What is needed: Taking the listing below line by line, tally those that contain the string "ibex". Give the total alone.

Extracted information:

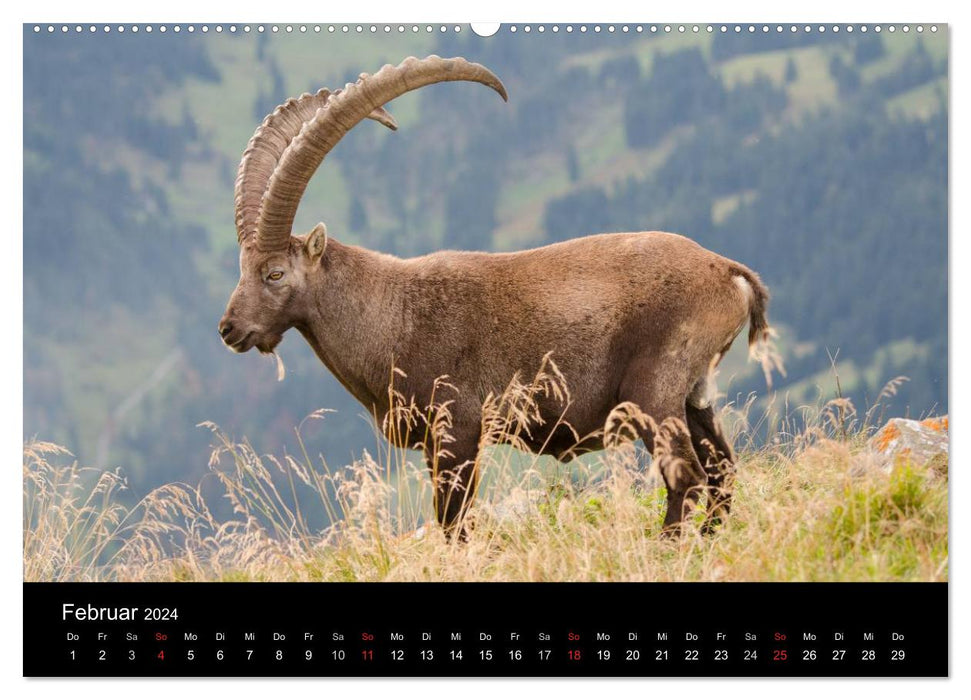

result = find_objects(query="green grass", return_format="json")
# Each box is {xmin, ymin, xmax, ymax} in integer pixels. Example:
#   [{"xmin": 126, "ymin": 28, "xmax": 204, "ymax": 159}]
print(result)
[
  {"xmin": 711, "ymin": 189, "xmax": 758, "ymax": 226},
  {"xmin": 561, "ymin": 30, "xmax": 713, "ymax": 77},
  {"xmin": 887, "ymin": 76, "xmax": 947, "ymax": 120},
  {"xmin": 719, "ymin": 49, "xmax": 792, "ymax": 86}
]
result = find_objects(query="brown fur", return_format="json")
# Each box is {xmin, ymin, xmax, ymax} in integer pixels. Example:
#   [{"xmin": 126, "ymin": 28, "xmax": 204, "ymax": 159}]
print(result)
[{"xmin": 220, "ymin": 228, "xmax": 769, "ymax": 538}]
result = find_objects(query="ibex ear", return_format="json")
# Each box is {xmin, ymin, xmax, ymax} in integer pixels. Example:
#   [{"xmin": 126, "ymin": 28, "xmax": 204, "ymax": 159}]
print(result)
[{"xmin": 306, "ymin": 222, "xmax": 328, "ymax": 262}]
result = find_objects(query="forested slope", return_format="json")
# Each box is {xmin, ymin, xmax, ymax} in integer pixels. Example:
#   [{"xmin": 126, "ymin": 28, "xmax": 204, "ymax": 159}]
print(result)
[{"xmin": 23, "ymin": 26, "xmax": 947, "ymax": 492}]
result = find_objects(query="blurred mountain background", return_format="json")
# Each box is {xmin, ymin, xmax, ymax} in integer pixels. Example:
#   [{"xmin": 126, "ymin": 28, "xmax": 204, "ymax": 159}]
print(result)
[{"xmin": 23, "ymin": 25, "xmax": 947, "ymax": 495}]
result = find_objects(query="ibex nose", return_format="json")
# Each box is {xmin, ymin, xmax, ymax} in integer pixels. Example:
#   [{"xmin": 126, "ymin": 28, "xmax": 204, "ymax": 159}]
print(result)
[{"xmin": 219, "ymin": 319, "xmax": 234, "ymax": 339}]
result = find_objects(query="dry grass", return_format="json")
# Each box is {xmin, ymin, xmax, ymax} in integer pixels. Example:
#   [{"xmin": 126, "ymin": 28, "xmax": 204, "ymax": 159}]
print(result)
[{"xmin": 23, "ymin": 365, "xmax": 948, "ymax": 583}]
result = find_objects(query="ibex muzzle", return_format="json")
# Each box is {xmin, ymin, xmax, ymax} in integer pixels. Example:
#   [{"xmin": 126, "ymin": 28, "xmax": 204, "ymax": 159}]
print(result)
[
  {"xmin": 219, "ymin": 223, "xmax": 328, "ymax": 355},
  {"xmin": 221, "ymin": 55, "xmax": 772, "ymax": 540}
]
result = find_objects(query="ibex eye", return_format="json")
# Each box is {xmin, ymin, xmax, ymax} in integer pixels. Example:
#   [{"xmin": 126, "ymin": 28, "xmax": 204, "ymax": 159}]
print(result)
[{"xmin": 267, "ymin": 271, "xmax": 284, "ymax": 282}]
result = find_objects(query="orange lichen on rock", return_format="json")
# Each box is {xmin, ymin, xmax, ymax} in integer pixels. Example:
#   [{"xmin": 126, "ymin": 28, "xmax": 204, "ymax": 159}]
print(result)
[
  {"xmin": 867, "ymin": 416, "xmax": 948, "ymax": 477},
  {"xmin": 873, "ymin": 422, "xmax": 901, "ymax": 453},
  {"xmin": 920, "ymin": 416, "xmax": 949, "ymax": 433}
]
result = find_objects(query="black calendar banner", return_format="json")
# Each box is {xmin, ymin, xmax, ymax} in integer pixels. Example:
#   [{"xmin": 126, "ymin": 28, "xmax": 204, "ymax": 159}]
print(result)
[{"xmin": 24, "ymin": 582, "xmax": 947, "ymax": 677}]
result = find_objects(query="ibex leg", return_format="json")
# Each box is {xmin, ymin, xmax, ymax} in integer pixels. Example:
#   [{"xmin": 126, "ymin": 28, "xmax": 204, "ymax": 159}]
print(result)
[
  {"xmin": 426, "ymin": 447, "xmax": 480, "ymax": 542},
  {"xmin": 685, "ymin": 401, "xmax": 736, "ymax": 534}
]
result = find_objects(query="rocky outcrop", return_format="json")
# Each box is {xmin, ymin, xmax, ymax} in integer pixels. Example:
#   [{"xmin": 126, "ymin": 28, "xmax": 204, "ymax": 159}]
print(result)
[{"xmin": 868, "ymin": 416, "xmax": 948, "ymax": 476}]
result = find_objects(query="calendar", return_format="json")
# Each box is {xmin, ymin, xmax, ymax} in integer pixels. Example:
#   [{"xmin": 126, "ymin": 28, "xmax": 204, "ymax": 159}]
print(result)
[
  {"xmin": 22, "ymin": 21, "xmax": 950, "ymax": 681},
  {"xmin": 25, "ymin": 583, "xmax": 946, "ymax": 676}
]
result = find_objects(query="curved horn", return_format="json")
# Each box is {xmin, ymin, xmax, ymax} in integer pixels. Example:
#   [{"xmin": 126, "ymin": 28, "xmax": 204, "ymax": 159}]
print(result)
[
  {"xmin": 235, "ymin": 90, "xmax": 398, "ymax": 244},
  {"xmin": 255, "ymin": 55, "xmax": 507, "ymax": 252}
]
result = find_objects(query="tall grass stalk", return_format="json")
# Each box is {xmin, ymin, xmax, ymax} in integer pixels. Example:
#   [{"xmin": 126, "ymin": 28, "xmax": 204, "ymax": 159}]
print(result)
[{"xmin": 23, "ymin": 368, "xmax": 947, "ymax": 583}]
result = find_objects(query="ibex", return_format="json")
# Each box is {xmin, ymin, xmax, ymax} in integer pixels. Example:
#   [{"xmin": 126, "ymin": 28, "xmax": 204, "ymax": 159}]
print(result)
[{"xmin": 220, "ymin": 56, "xmax": 772, "ymax": 539}]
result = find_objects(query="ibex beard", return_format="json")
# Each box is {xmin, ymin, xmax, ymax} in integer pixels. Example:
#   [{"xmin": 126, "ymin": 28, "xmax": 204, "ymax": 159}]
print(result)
[{"xmin": 220, "ymin": 55, "xmax": 773, "ymax": 541}]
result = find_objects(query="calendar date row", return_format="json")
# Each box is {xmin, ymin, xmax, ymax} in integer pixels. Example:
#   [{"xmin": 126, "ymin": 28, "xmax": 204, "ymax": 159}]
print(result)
[{"xmin": 66, "ymin": 644, "xmax": 908, "ymax": 665}]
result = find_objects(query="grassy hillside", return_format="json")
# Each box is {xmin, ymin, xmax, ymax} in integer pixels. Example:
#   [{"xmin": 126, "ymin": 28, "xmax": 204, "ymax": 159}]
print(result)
[{"xmin": 24, "ymin": 373, "xmax": 947, "ymax": 583}]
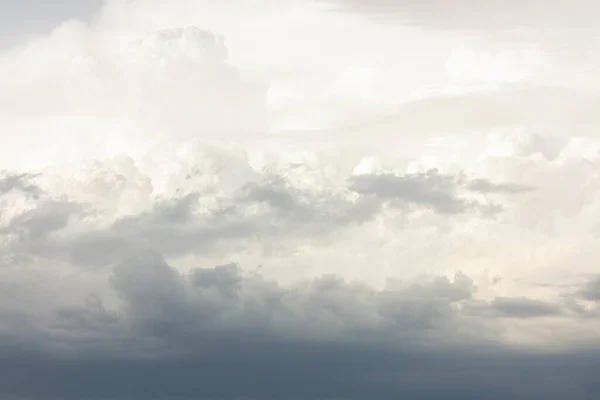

The completed task: 7